• Directions for this task
Continue the passage on medtech strategy from the point where it stops.

Building a next-generation medtech commercial model. Medtech leaders could transform their commercial models by first building a solid set of foundational capabilities to boost resilience and identify their most strategic customers and highest-potential opportunities. Second, they could create a truly omnichannel customer experience and personalize engagement. Last, medtech leaders could harness the power of ecosystem selling as a force multiplier in a digital-first future.
Reimagining operations for the challenges of the next decade. As companies grow bigger and devices become more complex, operations will be a differentiating factor for medtech leaders. Medtech companies can improve their operations to become more reliable, robust, and profitable, ultimately delivering better patient care. They can pursue targeted initiatives to rebuild supply chains with resilience as a priority and capture the full value of digitalization and Industry 4.0. They can drive innovation with a design-to-value approach and redesign their manufacturing and distribution networks to balance costs, increase flexibility, and expand market access. Importantly, medtech leaders can invest in quality capabilities that are deeply embedded in business processes.
Committing to ESG as a differentiator. Environmental, social, and governance (ESG) considerations continue to influence stakeholder decision making and are an opportunity to create a new vector for differentiation. Investors, customers, regulators, and employees report that ESG goals are a growing imperative for medtech companies. Leaders can start by focusing on three objectives in the near term: achieving net-zero greenhouse-gas emissions and reducing waste along the value chain, addressing health inequities by increasing device access to reduce disease burden, and promoting diversity, equity, and inclusion in the workplace. A systematic approach to ESG can raise the value creation opportunity.

• Data records
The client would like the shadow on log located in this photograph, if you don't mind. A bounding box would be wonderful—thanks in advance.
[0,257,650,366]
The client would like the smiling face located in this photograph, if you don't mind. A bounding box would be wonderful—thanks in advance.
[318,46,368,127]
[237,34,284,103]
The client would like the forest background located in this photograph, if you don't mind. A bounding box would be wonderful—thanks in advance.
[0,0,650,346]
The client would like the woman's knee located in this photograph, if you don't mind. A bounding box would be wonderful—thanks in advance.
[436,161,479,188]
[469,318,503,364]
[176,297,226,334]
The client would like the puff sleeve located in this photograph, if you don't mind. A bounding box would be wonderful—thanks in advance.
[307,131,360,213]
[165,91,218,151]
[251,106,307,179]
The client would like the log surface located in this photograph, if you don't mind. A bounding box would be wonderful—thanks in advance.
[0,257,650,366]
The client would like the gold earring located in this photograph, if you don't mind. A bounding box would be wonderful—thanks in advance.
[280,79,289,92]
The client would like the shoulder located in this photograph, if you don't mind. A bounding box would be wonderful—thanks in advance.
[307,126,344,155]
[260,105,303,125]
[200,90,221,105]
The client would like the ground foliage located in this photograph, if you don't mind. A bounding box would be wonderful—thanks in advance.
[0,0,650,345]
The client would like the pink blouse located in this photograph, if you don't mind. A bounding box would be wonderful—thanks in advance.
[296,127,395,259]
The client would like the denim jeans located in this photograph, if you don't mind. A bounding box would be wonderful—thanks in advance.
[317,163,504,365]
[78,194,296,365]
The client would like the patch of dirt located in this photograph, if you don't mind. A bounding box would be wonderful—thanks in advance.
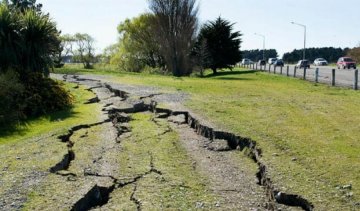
[0,75,312,210]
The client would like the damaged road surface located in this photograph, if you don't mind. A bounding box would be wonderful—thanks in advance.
[0,75,313,210]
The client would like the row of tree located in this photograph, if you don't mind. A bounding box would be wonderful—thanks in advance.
[283,47,349,63]
[0,0,72,125]
[103,0,242,76]
[54,33,96,69]
[242,49,279,61]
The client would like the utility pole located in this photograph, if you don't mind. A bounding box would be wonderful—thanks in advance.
[254,33,265,61]
[291,22,306,60]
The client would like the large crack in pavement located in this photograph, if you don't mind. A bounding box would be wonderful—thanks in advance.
[50,75,314,210]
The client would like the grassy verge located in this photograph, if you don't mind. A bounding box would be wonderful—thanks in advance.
[54,66,360,210]
[0,83,98,145]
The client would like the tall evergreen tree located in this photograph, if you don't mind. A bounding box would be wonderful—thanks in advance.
[195,17,242,74]
[149,0,198,76]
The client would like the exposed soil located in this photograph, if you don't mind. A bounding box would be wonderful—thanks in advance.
[0,75,313,210]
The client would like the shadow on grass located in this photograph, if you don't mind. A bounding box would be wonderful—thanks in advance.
[0,107,77,139]
[204,70,259,78]
[212,77,254,81]
[204,70,259,81]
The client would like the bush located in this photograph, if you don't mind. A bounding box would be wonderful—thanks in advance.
[23,73,73,117]
[0,71,73,125]
[0,3,60,80]
[0,71,25,125]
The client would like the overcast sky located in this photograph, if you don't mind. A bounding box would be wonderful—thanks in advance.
[37,0,360,54]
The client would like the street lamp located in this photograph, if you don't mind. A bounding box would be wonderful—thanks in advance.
[291,22,306,60]
[254,33,265,61]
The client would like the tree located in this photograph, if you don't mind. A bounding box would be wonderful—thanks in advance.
[347,47,360,62]
[149,0,198,76]
[0,4,60,80]
[73,33,95,69]
[196,17,242,74]
[112,14,164,72]
[6,0,42,12]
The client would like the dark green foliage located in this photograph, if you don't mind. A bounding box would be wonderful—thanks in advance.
[195,17,242,74]
[242,49,279,61]
[0,71,73,125]
[0,1,72,124]
[0,4,60,80]
[0,71,25,125]
[149,0,198,76]
[283,47,349,63]
[23,73,72,116]
[347,47,360,62]
[11,0,42,12]
[0,4,21,72]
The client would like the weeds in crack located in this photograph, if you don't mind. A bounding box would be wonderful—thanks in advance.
[130,184,141,211]
[139,93,163,100]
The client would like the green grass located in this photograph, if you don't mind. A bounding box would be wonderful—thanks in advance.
[0,83,98,145]
[53,66,360,210]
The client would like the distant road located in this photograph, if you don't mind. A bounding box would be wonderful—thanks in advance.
[253,64,355,87]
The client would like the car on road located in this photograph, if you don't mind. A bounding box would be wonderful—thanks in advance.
[268,58,277,65]
[273,59,284,67]
[336,57,356,69]
[258,60,266,66]
[241,59,254,65]
[314,58,328,66]
[296,59,310,69]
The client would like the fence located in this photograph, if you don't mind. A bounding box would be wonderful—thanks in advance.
[240,63,359,90]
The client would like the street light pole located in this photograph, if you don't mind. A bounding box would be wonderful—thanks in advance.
[254,33,265,61]
[291,22,306,60]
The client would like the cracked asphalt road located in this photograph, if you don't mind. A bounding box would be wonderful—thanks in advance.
[0,75,310,210]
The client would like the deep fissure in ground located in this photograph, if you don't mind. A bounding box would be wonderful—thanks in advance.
[54,75,314,210]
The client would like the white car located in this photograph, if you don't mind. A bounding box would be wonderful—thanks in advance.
[241,59,254,65]
[268,58,277,64]
[314,58,328,66]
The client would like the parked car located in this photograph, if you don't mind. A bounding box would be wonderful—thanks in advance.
[314,58,328,66]
[336,57,356,69]
[268,58,277,64]
[296,59,310,69]
[241,59,254,65]
[258,60,266,66]
[273,59,284,67]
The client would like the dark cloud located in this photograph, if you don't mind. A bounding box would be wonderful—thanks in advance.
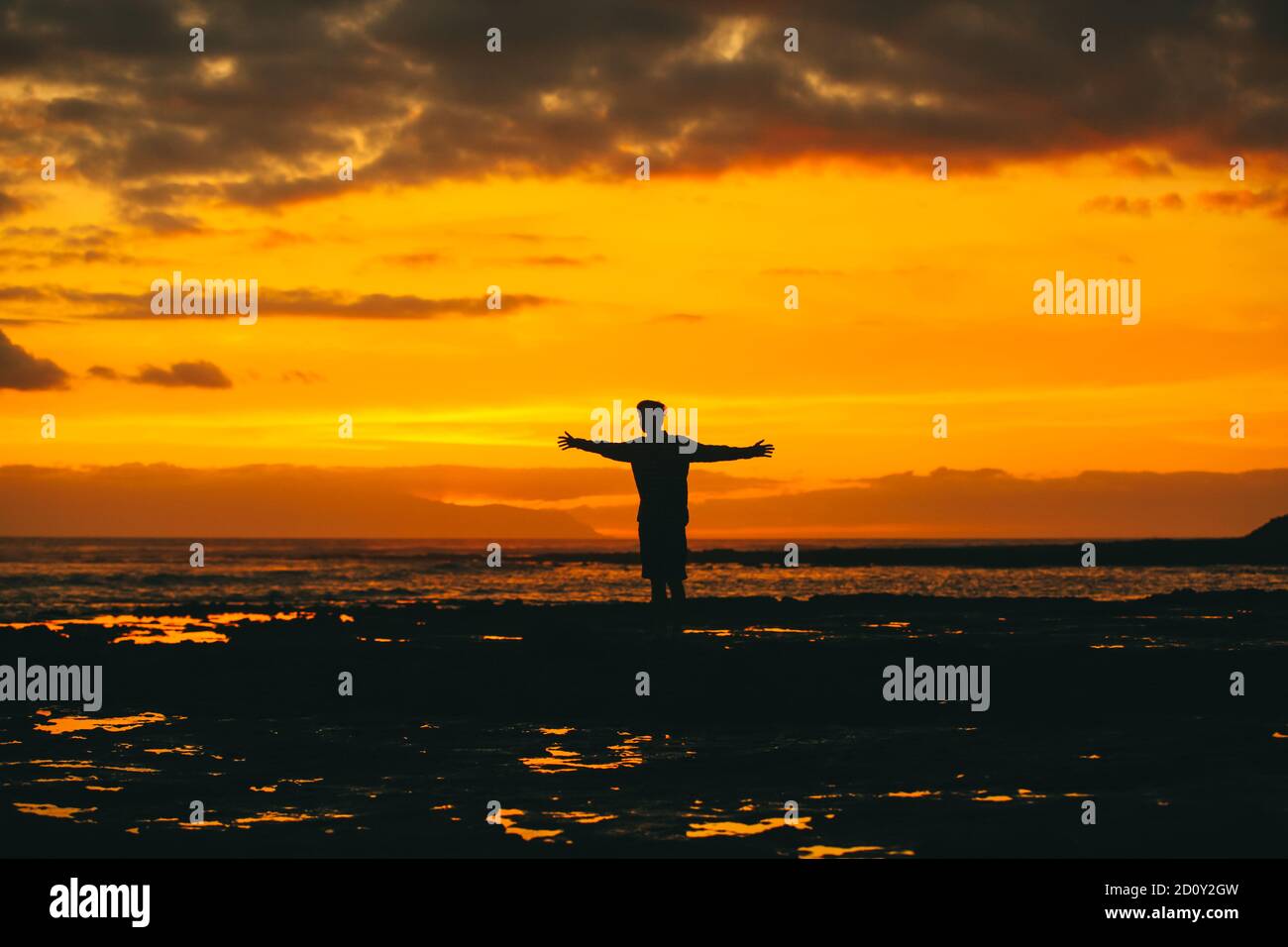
[0,0,1288,216]
[0,333,67,391]
[130,362,233,388]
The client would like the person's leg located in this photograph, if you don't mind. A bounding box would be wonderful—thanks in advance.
[666,579,684,630]
[649,579,666,605]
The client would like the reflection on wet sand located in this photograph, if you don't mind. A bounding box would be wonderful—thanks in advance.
[496,809,563,841]
[0,611,316,644]
[519,734,653,773]
[36,711,168,733]
[13,802,98,821]
[684,815,810,839]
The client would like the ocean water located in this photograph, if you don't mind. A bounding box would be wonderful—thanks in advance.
[0,539,1288,621]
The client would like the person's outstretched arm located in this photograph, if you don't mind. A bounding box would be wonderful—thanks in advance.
[690,438,774,464]
[559,430,631,460]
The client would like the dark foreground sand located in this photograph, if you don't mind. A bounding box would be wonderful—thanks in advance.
[0,592,1288,858]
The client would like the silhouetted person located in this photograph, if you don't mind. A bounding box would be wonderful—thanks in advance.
[559,401,774,622]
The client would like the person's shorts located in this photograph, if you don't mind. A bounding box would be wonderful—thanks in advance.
[640,520,690,581]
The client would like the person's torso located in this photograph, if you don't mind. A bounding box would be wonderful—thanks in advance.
[631,440,690,523]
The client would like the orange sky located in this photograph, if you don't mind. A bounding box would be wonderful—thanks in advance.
[0,5,1288,541]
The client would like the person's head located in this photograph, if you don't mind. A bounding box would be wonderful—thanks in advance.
[635,401,666,443]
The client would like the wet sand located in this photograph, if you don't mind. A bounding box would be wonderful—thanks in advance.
[0,591,1288,858]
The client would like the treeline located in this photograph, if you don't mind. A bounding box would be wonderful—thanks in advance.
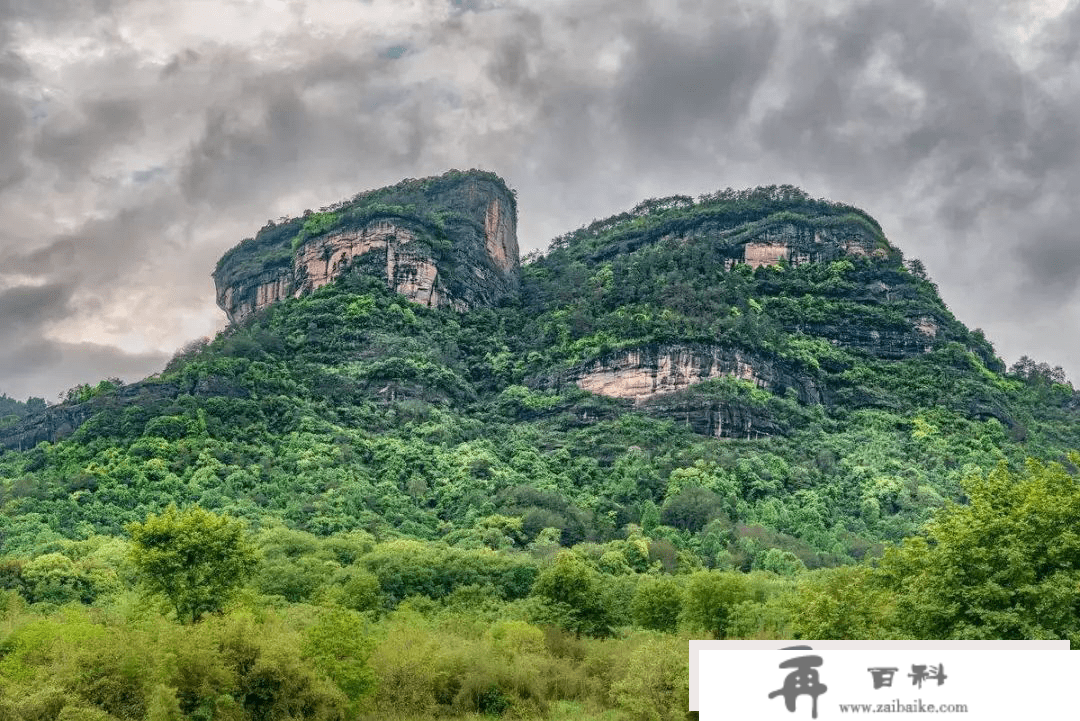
[0,454,1080,721]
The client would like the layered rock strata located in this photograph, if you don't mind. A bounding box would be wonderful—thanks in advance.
[214,174,519,323]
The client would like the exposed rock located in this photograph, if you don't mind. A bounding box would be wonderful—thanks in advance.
[0,377,247,450]
[214,173,519,323]
[543,344,822,405]
[531,344,825,438]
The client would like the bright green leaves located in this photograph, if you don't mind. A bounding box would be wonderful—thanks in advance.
[532,550,611,636]
[881,453,1080,648]
[127,504,256,623]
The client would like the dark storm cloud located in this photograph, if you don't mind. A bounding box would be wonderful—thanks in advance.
[33,98,141,172]
[0,0,1080,396]
[0,338,170,402]
[0,283,75,332]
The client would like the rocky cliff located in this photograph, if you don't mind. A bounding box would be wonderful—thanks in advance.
[214,171,518,323]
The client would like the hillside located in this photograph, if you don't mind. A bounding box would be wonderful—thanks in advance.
[0,174,1080,567]
[0,172,1080,718]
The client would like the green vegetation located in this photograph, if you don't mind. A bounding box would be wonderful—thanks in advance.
[0,180,1080,721]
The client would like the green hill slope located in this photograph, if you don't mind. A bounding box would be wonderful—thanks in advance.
[0,171,1080,569]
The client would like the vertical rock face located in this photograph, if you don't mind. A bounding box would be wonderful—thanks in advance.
[214,171,519,323]
[742,223,886,268]
[538,344,823,406]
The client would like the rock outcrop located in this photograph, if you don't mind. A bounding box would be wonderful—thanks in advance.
[530,344,826,438]
[214,172,519,323]
[0,377,248,450]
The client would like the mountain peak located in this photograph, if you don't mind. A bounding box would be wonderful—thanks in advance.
[214,171,519,323]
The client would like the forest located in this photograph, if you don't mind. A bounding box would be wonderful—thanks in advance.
[0,179,1080,721]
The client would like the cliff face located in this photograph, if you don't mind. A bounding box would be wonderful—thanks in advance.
[0,377,248,450]
[541,344,823,406]
[531,343,826,438]
[214,172,519,323]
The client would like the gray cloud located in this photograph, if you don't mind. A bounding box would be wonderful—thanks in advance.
[0,0,1080,397]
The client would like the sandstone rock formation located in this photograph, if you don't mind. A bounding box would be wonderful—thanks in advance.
[545,344,823,406]
[214,171,519,323]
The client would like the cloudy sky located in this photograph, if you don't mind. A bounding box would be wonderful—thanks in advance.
[0,0,1080,399]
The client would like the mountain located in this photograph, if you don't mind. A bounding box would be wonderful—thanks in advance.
[0,171,1080,568]
[0,171,1080,721]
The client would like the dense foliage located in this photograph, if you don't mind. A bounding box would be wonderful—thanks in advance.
[0,183,1080,719]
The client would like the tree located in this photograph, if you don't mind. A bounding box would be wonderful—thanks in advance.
[126,503,256,623]
[303,607,375,709]
[532,550,611,637]
[683,571,751,639]
[879,452,1080,649]
[633,579,683,634]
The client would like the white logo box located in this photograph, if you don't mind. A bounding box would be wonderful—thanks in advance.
[689,640,1080,721]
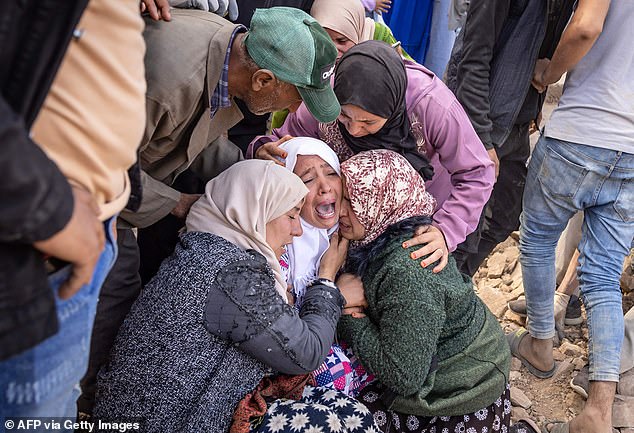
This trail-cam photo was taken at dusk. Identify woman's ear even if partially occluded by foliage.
[251,69,277,92]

• Response for this exercise
Updating the post-COVID-19 playbook for M&A. M&A can help the medtech industry improve value creation, but reconfiguring a portfolio is daunting and companies will need to adapt their approaches to dealmaking to the current macroeconomic environment. For example, earnings growth—rather than simply top-line growth—is driving the valuations of large companies, which is, in turn, shrinking the pool of attractive potential targets. Despite this and other challenges, the current environment is promising for medtech M&A because high-growth companies are more affordable. Medtech leaders could reconsider the value of large deals, more selectively target programmatic M&A, and invest more corporate venture capital to access early-stage innovations. Medtech leaders could also divest businesses and rebalance their portfolios.
Competing in China. China will continue to be a critical market for multinational medtech companies, but the growth path has become more complex and challenging. Commercial pressures are mounting as a result of volume-based procurement, shifts in hospital reimbursements, coordinated localization efforts, and intensifying competition from China-based companies. Yet many general managers of multinational medtechs’ China-based businesses remain confident about the opportunities. Multinationals in China can consider strengthening and building new value-chain capabilities that fuel commercial results. A fresh look at value creation in China can frame a holistic discussion on the opportunities while opening the aperture beyond traditional strategic moves.
At its core, medtech is an industry in which companies can do well by doing good. With a clear vision, a passion for innovation and excellence, and a steady guiding hand, medtech leaders can chart their next path of value creation for the benefit of patients and stakeholders.